## [Stated exercise]
Swap "marker" for "dot" throughout the listing below and reproduce every line otherwise unchanged. Leave the pictures out.

[Items from a dataset]

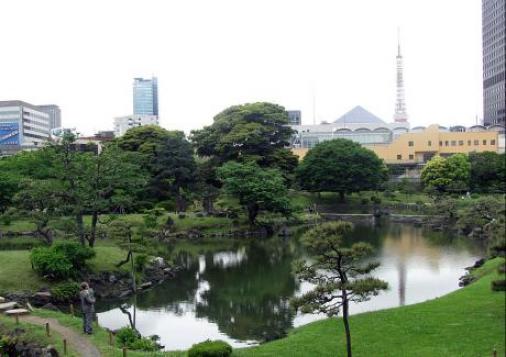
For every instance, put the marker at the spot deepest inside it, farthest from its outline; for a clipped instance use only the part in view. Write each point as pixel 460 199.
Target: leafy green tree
pixel 38 201
pixel 253 131
pixel 488 172
pixel 341 166
pixel 114 177
pixel 447 174
pixel 256 188
pixel 168 157
pixel 337 271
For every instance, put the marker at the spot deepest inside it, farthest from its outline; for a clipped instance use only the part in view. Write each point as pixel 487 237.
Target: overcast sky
pixel 208 55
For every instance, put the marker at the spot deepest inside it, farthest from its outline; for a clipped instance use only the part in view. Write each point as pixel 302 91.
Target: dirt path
pixel 75 340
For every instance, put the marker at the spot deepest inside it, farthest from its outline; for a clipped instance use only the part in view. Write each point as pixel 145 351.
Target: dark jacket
pixel 87 300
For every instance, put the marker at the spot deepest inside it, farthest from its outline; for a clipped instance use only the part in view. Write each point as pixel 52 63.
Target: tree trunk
pixel 252 212
pixel 180 203
pixel 208 204
pixel 80 227
pixel 346 322
pixel 93 235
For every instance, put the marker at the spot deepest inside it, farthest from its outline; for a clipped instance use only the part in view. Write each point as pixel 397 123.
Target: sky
pixel 320 57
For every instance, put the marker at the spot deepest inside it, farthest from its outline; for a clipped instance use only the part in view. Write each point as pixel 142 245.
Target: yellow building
pixel 420 144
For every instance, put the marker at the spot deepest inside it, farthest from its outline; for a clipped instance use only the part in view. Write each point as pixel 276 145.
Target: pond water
pixel 241 294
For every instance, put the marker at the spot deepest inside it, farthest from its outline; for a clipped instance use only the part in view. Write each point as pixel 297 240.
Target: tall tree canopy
pixel 256 188
pixel 253 131
pixel 338 272
pixel 168 157
pixel 341 166
pixel 447 174
pixel 488 172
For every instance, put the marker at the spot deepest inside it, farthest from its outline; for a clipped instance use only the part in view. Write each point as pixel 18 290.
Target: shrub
pixel 52 264
pixel 499 285
pixel 375 199
pixel 131 339
pixel 65 292
pixel 60 261
pixel 76 253
pixel 140 262
pixel 210 349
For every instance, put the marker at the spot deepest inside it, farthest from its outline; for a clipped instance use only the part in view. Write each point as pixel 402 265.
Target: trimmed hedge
pixel 210 349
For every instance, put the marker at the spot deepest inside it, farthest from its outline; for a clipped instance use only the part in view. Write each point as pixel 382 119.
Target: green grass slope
pixel 467 322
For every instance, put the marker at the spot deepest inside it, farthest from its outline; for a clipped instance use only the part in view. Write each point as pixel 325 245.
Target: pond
pixel 241 294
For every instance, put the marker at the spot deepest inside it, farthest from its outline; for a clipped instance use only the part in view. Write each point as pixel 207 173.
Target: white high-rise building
pixel 122 124
pixel 400 115
pixel 22 126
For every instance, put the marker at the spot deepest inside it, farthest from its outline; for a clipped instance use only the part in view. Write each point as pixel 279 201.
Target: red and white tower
pixel 400 115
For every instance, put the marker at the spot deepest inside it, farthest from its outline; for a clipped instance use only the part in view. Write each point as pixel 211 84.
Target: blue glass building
pixel 146 96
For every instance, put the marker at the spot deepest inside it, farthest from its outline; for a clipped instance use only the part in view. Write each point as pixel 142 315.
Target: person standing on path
pixel 87 306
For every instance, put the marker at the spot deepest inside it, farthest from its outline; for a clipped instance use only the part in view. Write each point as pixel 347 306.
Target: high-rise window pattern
pixel 145 93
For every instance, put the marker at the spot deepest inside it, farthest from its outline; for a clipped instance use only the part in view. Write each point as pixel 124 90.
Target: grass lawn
pixel 34 333
pixel 100 338
pixel 468 322
pixel 16 272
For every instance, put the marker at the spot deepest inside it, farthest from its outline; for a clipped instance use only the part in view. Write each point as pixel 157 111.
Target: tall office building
pixel 493 37
pixel 22 126
pixel 294 117
pixel 54 114
pixel 146 96
pixel 400 115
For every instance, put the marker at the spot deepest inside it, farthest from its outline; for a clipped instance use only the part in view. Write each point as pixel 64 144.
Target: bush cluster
pixel 61 261
pixel 65 292
pixel 210 349
pixel 131 339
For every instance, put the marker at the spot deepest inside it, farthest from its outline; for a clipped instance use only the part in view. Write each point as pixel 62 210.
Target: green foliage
pixel 255 188
pixel 168 157
pixel 342 166
pixel 61 261
pixel 140 262
pixel 488 172
pixel 447 175
pixel 336 272
pixel 131 339
pixel 499 285
pixel 480 213
pixel 53 265
pixel 65 292
pixel 210 349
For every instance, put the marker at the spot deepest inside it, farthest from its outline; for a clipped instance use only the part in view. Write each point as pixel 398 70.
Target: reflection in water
pixel 242 295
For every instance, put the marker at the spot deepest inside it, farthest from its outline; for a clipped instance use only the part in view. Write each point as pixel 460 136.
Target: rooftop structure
pixel 494 62
pixel 358 125
pixel 420 144
pixel 145 96
pixel 400 115
pixel 122 124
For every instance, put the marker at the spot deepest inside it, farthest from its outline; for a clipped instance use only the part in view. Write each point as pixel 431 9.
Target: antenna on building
pixel 400 114
pixel 314 107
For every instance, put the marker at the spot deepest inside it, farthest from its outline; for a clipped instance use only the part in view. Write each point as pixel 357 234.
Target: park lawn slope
pixel 467 322
pixel 16 273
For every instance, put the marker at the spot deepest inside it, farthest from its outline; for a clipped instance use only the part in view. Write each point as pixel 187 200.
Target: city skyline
pixel 340 54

## [Solution to this exercise]
For every instance, put the dot at the spot deepest inside it, farthest from its outline; for a clipped instance use only the part in view. Write each point as pixel 460 199.
Target: leafy green tree
pixel 38 201
pixel 253 131
pixel 488 172
pixel 341 166
pixel 114 177
pixel 447 174
pixel 256 188
pixel 168 157
pixel 337 271
For every instance, put the dot at the spot deepest inside it, farthest from its outline; for a clipped instance use only the part in view. Write each point as pixel 487 237.
Target: overcast sky
pixel 208 55
For every instance, put the dot at the spot deepest inside it, farthest from its outline; for a clipped instance use only the part in view. Write each point as pixel 302 91.
Target: dirt path
pixel 75 340
For every instance, put the dot at the spot deepest inside it, farthest from its outline; for a clipped instance use only the part in view. Write each point as pixel 145 351.
Target: dark jacket
pixel 87 300
For every instance, put the dot at the spot deepest inside it, farthest from its outline; for a clipped instance use only the part in view. Write each point as pixel 52 63.
Target: tree trunk
pixel 252 212
pixel 180 203
pixel 208 204
pixel 80 227
pixel 346 322
pixel 93 235
For every instance, put the dot at the spot deepest inside it, farthest from its outline; for a clipped instance use only the part in view. Write each point as pixel 397 123.
Target: sky
pixel 320 57
For every instance, put the dot at the spot deepest inside it, farthest from its outline; for a clipped instance use only the part in view. Write each point as pixel 142 245.
Target: yellow building
pixel 420 144
For every instance, put the dot at the spot deepest inside it, farthest from its outline; for a clipped instance use only the part in view. Write each point as pixel 276 145.
Target: pond water
pixel 241 294
For every instance, put the dot at the spot deepest inside it, farthest from its outline; for a clipped instance use only the part in view. Write each point as pixel 297 240.
Target: tall tree canopy
pixel 256 188
pixel 253 131
pixel 338 272
pixel 168 157
pixel 341 166
pixel 447 174
pixel 488 172
For every instance, put the dot at the spot deepest inside it, farthest from its outline; for a clipped instance use only the part in view. Write each point as pixel 18 290.
Target: shrub
pixel 52 264
pixel 499 285
pixel 375 199
pixel 131 339
pixel 65 292
pixel 60 261
pixel 76 253
pixel 140 262
pixel 210 349
For every instance, put the dot at the spot deepest inside it, farthest from its outline; for a clipped instance use only the part in view. Write each point as pixel 402 265.
Target: trimmed hedge
pixel 210 349
For every instance, put the dot at the spot deepest inside it, farthest from its outline; for a clipped instance use only the part in view. Write each point as pixel 382 119.
Target: green grass slope
pixel 467 322
For every instance, put the dot at the spot deepest inside it, farthest from its outline; for a clipped instance use only the part in view. Write each point as pixel 325 245.
Target: pond
pixel 241 294
For every instance, put the dot at the spot deepest inside it, farthest from its outline; for a clipped instance use only the part in view. Write each point as pixel 207 173.
Target: white high-rise building
pixel 122 124
pixel 400 115
pixel 22 126
For every instance, put the dot at the spot deepest inside it, farthest from its outline; for a clipped instance use only the part in view. Write each point as pixel 279 201.
Target: red and white tower
pixel 400 115
For every instance, put the dot at the spot deepest inside it, farthest from its outline; for a clipped instance use only the part in view. Write each point as pixel 211 84.
Target: blue glass building
pixel 146 96
For every instance, put the dot at the spot deepest inside it, farthest from its outline; for a clipped instance use only the part in view. Write each point as pixel 142 315.
Target: person standing on path
pixel 87 306
For every instance, put the dot at the spot deepest inside it, farthest from its outline; for a clipped instance use only the part in view. Write each point as pixel 347 306.
Target: high-rise window pattern
pixel 145 93
For every instance, put the dot at the spot deepest inside it, farthest from its outline; for a clipped instance use only the part in view. Write each point as pixel 124 90.
Target: grass lawn
pixel 34 333
pixel 100 338
pixel 468 322
pixel 16 272
For every instance, put the dot at the spot deepest inside it, farthest from its outline; for a clipped instance use only the part in view. Write each point as pixel 157 111.
Target: tall office building
pixel 493 37
pixel 22 126
pixel 294 117
pixel 54 114
pixel 146 96
pixel 400 115
For every instance, put the dot at the spot deepest inside it, farthest from its outline; for a clipped instance use only the part in view. Write each point as pixel 64 144.
Target: bush cluster
pixel 61 261
pixel 65 292
pixel 210 349
pixel 131 339
For every instance, put the dot at the spot deepest inside it, farthest from its outline; for a clipped instance use only the part in view. Write each point as pixel 62 210.
Target: green foliage
pixel 255 188
pixel 168 157
pixel 342 166
pixel 61 261
pixel 140 262
pixel 488 172
pixel 447 175
pixel 336 272
pixel 131 339
pixel 499 285
pixel 480 213
pixel 53 265
pixel 65 292
pixel 210 349
For every instance, put the dot at the spot deepest inside it, farthest from its outline; for a clipped instance use only the part in view. Write each point as pixel 398 70.
Target: reflection in water
pixel 242 295
For every instance, put the dot at the spot deepest inside it, farthest from its outline; for a clipped instance use only the part in view. Write each point as pixel 460 136.
Target: rooftop structure
pixel 494 62
pixel 358 125
pixel 420 144
pixel 145 96
pixel 400 115
pixel 122 124
For every instance, put the dot at the spot deepest inside it, farthest from its outline; for a clipped instance use only the part in view. Write each point as pixel 431 9.
Target: antenna on building
pixel 400 114
pixel 314 107
For every instance, put the dot at the spot deepest inside it, farthest from its outline; for a clipped instance use only the part in view. Write each point as pixel 357 234.
Target: park lawn slope
pixel 467 322
pixel 16 273
For every instance, put the dot at the spot deepest inside it, farthest from its outline; for a clipped instance use only the part in view. Write each point as pixel 187 200.
Target: city skyline
pixel 340 54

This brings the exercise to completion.